→ WHAT TO DO:
Return all of the data below verbatim, omitting the pictures.

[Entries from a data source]
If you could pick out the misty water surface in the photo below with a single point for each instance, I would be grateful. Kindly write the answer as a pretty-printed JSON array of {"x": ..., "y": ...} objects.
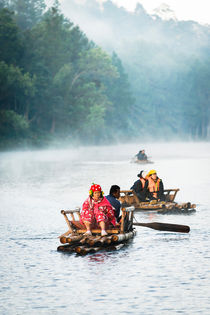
[{"x": 157, "y": 273}]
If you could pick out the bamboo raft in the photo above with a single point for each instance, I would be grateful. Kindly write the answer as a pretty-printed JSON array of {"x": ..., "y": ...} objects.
[
  {"x": 169, "y": 206},
  {"x": 135, "y": 160},
  {"x": 74, "y": 240}
]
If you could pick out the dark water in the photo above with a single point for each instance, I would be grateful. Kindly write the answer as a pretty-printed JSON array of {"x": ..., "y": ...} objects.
[{"x": 157, "y": 273}]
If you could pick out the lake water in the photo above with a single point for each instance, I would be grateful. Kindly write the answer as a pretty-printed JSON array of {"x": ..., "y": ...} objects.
[{"x": 157, "y": 273}]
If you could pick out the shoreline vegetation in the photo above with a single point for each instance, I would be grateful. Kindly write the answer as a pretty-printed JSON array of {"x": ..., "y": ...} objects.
[{"x": 55, "y": 83}]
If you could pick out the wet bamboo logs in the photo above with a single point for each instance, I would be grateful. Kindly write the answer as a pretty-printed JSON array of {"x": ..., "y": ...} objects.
[
  {"x": 67, "y": 248},
  {"x": 93, "y": 241},
  {"x": 105, "y": 240},
  {"x": 70, "y": 239},
  {"x": 123, "y": 237},
  {"x": 82, "y": 250},
  {"x": 115, "y": 247}
]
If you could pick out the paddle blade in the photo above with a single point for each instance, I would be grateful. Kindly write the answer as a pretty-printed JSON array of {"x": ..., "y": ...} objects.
[{"x": 165, "y": 227}]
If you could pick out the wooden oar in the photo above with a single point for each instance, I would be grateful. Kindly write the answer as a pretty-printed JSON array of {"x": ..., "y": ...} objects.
[{"x": 165, "y": 227}]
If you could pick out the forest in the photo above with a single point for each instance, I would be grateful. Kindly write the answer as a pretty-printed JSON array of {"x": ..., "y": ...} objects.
[{"x": 59, "y": 82}]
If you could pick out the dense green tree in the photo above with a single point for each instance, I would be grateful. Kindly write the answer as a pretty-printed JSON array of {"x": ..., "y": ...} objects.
[
  {"x": 10, "y": 41},
  {"x": 27, "y": 12}
]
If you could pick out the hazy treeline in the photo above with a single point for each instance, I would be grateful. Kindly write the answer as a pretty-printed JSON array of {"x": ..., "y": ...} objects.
[
  {"x": 54, "y": 82},
  {"x": 167, "y": 62},
  {"x": 57, "y": 83}
]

→ FINISHED ANSWER:
If you could pick out the misty water surface in the photo below with a single point for each instance, I would be grateful. Kindly write the answer as a pretty-printed JSON array of {"x": ..., "y": ...} objects.
[{"x": 157, "y": 273}]
If you could pick out the bamboo raft in the photo above with a single point for each instance, I would be grateful. Kindly write the answer as a pretty-printed JSON array of {"x": ..., "y": ...} objects.
[
  {"x": 169, "y": 206},
  {"x": 135, "y": 160},
  {"x": 74, "y": 240}
]
If you could pick out the dark water in the photo above with a single point for each instance, I would be grateful. Kindly write the answer as a pretty-printed JSON array of {"x": ..., "y": ...} objects.
[{"x": 157, "y": 273}]
If you could pick out the lake water in the photo above with a single point for each instance, I would be grateful. Kindly write the answer as a pretty-printed JSON array of {"x": ..., "y": ...} objects.
[{"x": 157, "y": 273}]
If you could pick out the shoreline vegetation in the photo above with a single point for each instance, I would be grateful. Kindly write the answer as a pretty-printed JSON array of {"x": ..., "y": ...} objects.
[{"x": 55, "y": 83}]
If you could pick out the wet bamboo logs in the photo above with a single point for each instance, I would be grateful. Kindly write the answer as a pretty-printed JSON array of {"x": ..., "y": ...} objects.
[
  {"x": 67, "y": 248},
  {"x": 93, "y": 241},
  {"x": 105, "y": 240},
  {"x": 70, "y": 239},
  {"x": 123, "y": 237},
  {"x": 82, "y": 250},
  {"x": 115, "y": 247}
]
If you could pick out the paddle blade in the photo above with a single point for each instance, I would be grateful. Kindly write the answer as a pretty-printed JSON array of {"x": ..., "y": ...} objects.
[{"x": 165, "y": 227}]
If you could pick out the wooden oar in the photo above with a single point for each instance, I would be grateful. Kindly write the answer as a pretty-printed JSON array of {"x": ..., "y": ...} objects.
[{"x": 165, "y": 227}]
If you could pick out the forest in the photo above with a single point for each instance, I would be grateful. Kindly write the answer as a pretty-printed JSON array of {"x": ..., "y": ...} objects.
[{"x": 59, "y": 82}]
If you could pick out the dense green tree in the photo above with a single point for each instance, I would be grateful. Kindly write the answer as a pretty-printed JSON array of {"x": ..., "y": ...} objects.
[
  {"x": 10, "y": 41},
  {"x": 27, "y": 12}
]
If you could pick out the hazy treeline in the photo above with a single point for each instance, I would be grateful. Kindly write the answer as a pretty-printed JSON array of {"x": ..., "y": ...} objects.
[
  {"x": 54, "y": 82},
  {"x": 167, "y": 62},
  {"x": 57, "y": 83}
]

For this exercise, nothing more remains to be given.